> _Aim of the task_
Would you return every entry, exactly as it is written?

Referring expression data

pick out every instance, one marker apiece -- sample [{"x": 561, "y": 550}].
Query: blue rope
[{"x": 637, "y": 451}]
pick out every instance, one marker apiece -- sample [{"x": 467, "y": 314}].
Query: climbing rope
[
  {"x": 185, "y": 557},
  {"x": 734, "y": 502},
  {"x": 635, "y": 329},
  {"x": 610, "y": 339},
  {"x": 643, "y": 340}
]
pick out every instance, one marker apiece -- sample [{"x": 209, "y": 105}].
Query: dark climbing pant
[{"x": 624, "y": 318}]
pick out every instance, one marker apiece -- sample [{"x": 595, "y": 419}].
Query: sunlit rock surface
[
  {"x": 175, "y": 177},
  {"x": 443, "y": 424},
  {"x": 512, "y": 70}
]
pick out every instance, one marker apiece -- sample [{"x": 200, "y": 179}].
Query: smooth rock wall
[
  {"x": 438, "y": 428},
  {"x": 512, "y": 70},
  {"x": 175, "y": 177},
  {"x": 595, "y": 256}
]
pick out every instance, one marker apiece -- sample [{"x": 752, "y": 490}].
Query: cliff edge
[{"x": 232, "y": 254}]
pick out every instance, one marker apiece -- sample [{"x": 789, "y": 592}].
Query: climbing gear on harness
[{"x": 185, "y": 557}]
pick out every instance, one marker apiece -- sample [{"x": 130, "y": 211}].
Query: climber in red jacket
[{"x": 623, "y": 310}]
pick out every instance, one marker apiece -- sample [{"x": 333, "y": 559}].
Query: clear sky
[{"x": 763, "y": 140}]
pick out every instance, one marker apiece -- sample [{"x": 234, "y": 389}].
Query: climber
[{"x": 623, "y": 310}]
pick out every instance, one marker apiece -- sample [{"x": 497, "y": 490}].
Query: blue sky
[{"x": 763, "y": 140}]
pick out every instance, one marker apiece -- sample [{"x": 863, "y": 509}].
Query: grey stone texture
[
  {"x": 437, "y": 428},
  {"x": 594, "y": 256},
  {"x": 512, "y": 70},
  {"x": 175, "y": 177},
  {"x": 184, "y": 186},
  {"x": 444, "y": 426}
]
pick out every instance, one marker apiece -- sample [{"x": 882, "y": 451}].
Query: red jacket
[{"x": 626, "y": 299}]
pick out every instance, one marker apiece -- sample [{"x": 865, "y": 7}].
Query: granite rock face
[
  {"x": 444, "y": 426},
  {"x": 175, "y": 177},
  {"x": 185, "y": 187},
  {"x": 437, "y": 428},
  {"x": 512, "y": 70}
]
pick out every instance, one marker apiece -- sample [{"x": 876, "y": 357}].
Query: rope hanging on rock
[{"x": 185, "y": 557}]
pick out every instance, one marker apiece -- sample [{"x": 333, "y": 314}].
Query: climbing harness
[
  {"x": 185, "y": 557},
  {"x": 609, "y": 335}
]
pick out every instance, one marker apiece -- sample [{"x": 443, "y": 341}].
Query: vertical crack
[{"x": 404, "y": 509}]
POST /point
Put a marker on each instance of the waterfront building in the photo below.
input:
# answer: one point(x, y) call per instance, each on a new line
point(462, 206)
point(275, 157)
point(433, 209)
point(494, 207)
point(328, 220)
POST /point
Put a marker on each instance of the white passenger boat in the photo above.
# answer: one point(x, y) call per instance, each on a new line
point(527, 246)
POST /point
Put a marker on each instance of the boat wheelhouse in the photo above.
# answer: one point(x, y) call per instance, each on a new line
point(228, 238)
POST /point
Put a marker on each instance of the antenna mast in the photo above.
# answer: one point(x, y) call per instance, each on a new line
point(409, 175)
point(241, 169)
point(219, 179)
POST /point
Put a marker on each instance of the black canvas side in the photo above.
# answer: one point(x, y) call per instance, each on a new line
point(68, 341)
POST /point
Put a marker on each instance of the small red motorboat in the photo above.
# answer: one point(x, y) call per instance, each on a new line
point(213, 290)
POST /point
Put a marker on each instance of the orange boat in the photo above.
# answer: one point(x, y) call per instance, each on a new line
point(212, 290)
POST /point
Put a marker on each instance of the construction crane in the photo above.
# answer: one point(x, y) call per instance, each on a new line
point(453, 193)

> _Answer_
pick out every instance, one marker apiece -- sample [{"x": 561, "y": 550}].
Query: blue rope
[{"x": 637, "y": 451}]
pick out every instance, one marker apiece -- sample [{"x": 467, "y": 314}].
Query: climbing rope
[
  {"x": 185, "y": 557},
  {"x": 734, "y": 502},
  {"x": 635, "y": 329},
  {"x": 610, "y": 339},
  {"x": 643, "y": 340}
]
pick out every instance, one marker apiece -- sample [{"x": 209, "y": 105}].
Query: dark climbing pant
[{"x": 624, "y": 318}]
pick out every instance, one marker apiece -- sample [{"x": 595, "y": 419}].
Query: sunlit rock surface
[
  {"x": 175, "y": 177},
  {"x": 443, "y": 424},
  {"x": 512, "y": 70}
]
pick out every instance, one marker apiece -- sample [{"x": 200, "y": 179}].
Query: smooth rock wall
[
  {"x": 438, "y": 428},
  {"x": 512, "y": 70},
  {"x": 175, "y": 177},
  {"x": 595, "y": 256}
]
pick out every instance, one marker apiece -- sample [{"x": 752, "y": 490}].
Query: cliff edge
[{"x": 232, "y": 254}]
pick out every instance, one marker apiece -- sample [{"x": 789, "y": 592}].
Query: climbing gear on harness
[{"x": 185, "y": 557}]
pick out every instance, one marker apiece -- sample [{"x": 130, "y": 211}].
Query: climber in red jacket
[{"x": 623, "y": 310}]
pick out every instance, one marker apiece -- sample [{"x": 333, "y": 559}].
Query: clear sky
[{"x": 763, "y": 140}]
pick out every instance, one marker apiece -- sample [{"x": 234, "y": 389}].
Query: climber
[{"x": 623, "y": 310}]
pick out every instance, one marker apiece -- sample [{"x": 497, "y": 490}].
Query: blue sky
[{"x": 763, "y": 140}]
pick out every instance, one marker apiece -- sample [{"x": 863, "y": 509}].
Query: grey stone texture
[
  {"x": 437, "y": 428},
  {"x": 594, "y": 256},
  {"x": 512, "y": 70},
  {"x": 175, "y": 177},
  {"x": 184, "y": 186},
  {"x": 444, "y": 426}
]
pick out every instance, one marker apiece -- sample [{"x": 882, "y": 451}].
Query: red jacket
[{"x": 626, "y": 299}]
pick out every instance, one marker apiece -- sample [{"x": 865, "y": 7}].
Query: granite rock face
[
  {"x": 444, "y": 426},
  {"x": 175, "y": 177},
  {"x": 185, "y": 187},
  {"x": 437, "y": 428},
  {"x": 512, "y": 70}
]
pick out every instance, one marker apiece -- sample [{"x": 876, "y": 357}].
Query: rope hanging on rock
[{"x": 185, "y": 557}]
pick out every instance, one marker apiece -- sample [{"x": 333, "y": 314}].
Query: climbing harness
[
  {"x": 185, "y": 557},
  {"x": 609, "y": 335}
]
pick out every instance, one marker apiece -- sample [{"x": 443, "y": 341}].
Query: vertical crack
[{"x": 404, "y": 509}]
POST /point
Put a marker on each instance of the waterfront building in the photo below.
input:
# answer: one point(x, y) call per instance, each on a new line
point(462, 206)
point(275, 157)
point(433, 209)
point(494, 207)
point(328, 220)
POST /point
Put a marker on each instance of the white passenger boat in the photo above.
# answer: one point(x, y) call per instance, each on a new line
point(527, 246)
POST /point
Put a marker on each instance of the boat wheelhouse in the photo above.
# answer: one point(x, y) call per instance, each on a new line
point(228, 238)
POST /point
Put a marker on each instance of the antenna mast in the photo above.
# answer: one point(x, y) call per instance, each on a new line
point(409, 175)
point(241, 169)
point(219, 179)
POST /point
Put a marker on each instance of the black canvas side in the photo above.
# answer: one point(x, y) call per instance, each on a new line
point(68, 341)
POST /point
Put a marker on each instance of the small red motorboat in the photo above.
# answer: one point(x, y) call per instance, each on a new line
point(213, 290)
POST /point
Put a marker on each instance of the orange boat in the photo above.
# answer: one point(x, y) call per instance, each on a new line
point(212, 290)
POST /point
Put a marker on each instance of the construction crane in the photo above.
# answer: one point(x, y) call per instance, each on a new line
point(453, 193)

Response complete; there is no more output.